**Your objective**
Find how many lines in the entries below carry the word "blue" and answer with only that figure.

* * * * *

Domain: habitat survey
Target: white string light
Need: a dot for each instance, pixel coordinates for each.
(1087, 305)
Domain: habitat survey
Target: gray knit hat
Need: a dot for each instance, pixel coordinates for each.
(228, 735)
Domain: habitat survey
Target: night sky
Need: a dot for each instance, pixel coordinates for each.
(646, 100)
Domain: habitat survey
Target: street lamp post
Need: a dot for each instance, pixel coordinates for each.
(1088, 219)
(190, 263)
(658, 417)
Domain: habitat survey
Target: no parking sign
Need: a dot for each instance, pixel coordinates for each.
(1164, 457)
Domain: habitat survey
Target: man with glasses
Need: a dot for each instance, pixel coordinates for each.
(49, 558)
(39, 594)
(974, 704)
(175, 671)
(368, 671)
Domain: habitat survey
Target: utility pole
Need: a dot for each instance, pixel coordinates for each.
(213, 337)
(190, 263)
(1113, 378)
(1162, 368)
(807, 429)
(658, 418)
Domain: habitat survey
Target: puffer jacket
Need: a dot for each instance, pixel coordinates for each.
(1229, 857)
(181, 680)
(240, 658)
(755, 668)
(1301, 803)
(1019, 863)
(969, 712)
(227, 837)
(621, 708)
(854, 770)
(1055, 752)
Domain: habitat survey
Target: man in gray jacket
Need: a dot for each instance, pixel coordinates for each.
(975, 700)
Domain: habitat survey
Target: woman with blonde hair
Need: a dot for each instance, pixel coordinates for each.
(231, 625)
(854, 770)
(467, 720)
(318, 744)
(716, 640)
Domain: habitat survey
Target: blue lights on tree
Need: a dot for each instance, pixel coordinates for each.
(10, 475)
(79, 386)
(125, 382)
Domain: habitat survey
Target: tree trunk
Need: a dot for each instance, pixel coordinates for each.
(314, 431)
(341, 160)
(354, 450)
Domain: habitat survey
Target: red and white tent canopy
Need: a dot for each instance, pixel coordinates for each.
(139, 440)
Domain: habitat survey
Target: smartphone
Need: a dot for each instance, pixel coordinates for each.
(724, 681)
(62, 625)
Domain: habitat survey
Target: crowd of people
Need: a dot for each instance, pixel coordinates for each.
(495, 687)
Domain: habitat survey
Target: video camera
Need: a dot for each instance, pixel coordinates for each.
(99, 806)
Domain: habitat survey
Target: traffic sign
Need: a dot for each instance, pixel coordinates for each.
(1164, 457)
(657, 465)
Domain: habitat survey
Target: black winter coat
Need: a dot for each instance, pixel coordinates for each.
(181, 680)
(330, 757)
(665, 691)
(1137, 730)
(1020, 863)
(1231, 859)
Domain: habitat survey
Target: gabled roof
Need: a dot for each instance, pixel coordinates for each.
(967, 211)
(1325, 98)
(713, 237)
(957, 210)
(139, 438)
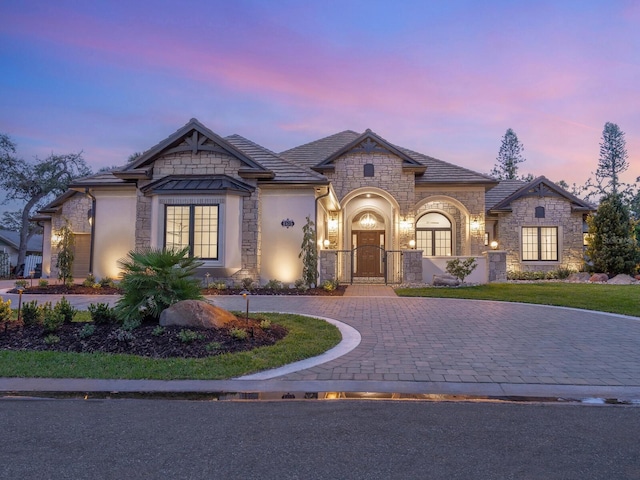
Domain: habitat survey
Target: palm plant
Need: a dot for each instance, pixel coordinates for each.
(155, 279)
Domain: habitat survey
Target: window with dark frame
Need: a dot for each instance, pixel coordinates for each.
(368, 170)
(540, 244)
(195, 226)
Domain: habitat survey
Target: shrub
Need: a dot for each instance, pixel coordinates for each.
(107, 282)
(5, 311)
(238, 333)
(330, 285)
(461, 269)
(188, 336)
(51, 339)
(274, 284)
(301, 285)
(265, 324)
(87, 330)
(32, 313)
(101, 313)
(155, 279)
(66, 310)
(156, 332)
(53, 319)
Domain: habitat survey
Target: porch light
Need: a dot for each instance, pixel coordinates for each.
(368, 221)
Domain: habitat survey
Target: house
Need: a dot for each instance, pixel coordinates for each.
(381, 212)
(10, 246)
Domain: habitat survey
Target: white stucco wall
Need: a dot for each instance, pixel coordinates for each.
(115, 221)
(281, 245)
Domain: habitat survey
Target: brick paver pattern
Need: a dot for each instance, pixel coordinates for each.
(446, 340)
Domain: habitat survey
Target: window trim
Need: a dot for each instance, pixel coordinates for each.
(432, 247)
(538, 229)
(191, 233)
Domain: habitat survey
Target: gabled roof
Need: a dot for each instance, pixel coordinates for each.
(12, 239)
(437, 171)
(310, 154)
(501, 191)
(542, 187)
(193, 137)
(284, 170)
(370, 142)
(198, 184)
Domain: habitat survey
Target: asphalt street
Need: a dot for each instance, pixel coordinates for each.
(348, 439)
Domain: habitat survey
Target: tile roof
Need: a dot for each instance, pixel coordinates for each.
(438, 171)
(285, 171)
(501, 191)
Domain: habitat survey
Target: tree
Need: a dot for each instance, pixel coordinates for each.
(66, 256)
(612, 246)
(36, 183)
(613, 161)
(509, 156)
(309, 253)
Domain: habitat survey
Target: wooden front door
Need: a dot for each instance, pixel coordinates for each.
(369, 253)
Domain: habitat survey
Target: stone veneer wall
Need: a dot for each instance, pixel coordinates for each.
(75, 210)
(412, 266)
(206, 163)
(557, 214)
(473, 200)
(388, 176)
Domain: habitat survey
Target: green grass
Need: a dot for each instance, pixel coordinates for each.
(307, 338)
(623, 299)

* * * * *

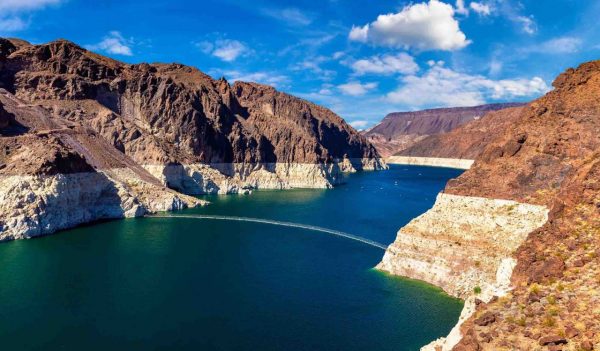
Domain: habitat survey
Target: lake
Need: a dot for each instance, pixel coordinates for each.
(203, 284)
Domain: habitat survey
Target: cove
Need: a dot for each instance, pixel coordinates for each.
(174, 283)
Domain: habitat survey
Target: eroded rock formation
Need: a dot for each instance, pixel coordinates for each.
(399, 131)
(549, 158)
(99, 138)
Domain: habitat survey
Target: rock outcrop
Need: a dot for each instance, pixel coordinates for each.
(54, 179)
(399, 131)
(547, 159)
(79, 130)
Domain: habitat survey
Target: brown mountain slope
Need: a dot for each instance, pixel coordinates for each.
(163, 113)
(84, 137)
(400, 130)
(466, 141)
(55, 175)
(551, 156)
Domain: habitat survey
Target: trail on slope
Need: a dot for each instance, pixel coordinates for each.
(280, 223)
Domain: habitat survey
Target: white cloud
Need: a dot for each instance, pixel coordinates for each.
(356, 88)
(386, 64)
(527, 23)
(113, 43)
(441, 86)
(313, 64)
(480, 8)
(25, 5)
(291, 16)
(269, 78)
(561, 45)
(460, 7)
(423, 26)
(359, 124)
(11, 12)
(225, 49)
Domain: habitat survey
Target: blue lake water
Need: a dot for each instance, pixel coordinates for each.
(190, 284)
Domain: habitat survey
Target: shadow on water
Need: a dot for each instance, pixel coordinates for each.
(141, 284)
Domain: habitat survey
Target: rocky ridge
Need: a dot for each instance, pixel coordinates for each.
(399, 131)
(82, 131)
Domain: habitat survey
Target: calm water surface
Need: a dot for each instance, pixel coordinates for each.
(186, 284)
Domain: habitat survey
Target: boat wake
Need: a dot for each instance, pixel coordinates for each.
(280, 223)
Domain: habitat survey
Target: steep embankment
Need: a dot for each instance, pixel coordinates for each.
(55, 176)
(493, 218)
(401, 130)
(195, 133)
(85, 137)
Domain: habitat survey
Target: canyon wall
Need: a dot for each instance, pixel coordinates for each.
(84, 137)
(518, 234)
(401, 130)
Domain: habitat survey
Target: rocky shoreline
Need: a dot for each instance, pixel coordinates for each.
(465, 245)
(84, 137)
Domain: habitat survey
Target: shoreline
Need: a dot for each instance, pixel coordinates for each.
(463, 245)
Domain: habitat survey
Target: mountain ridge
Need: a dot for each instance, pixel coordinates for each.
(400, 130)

* * * * *

**Exercise output**
2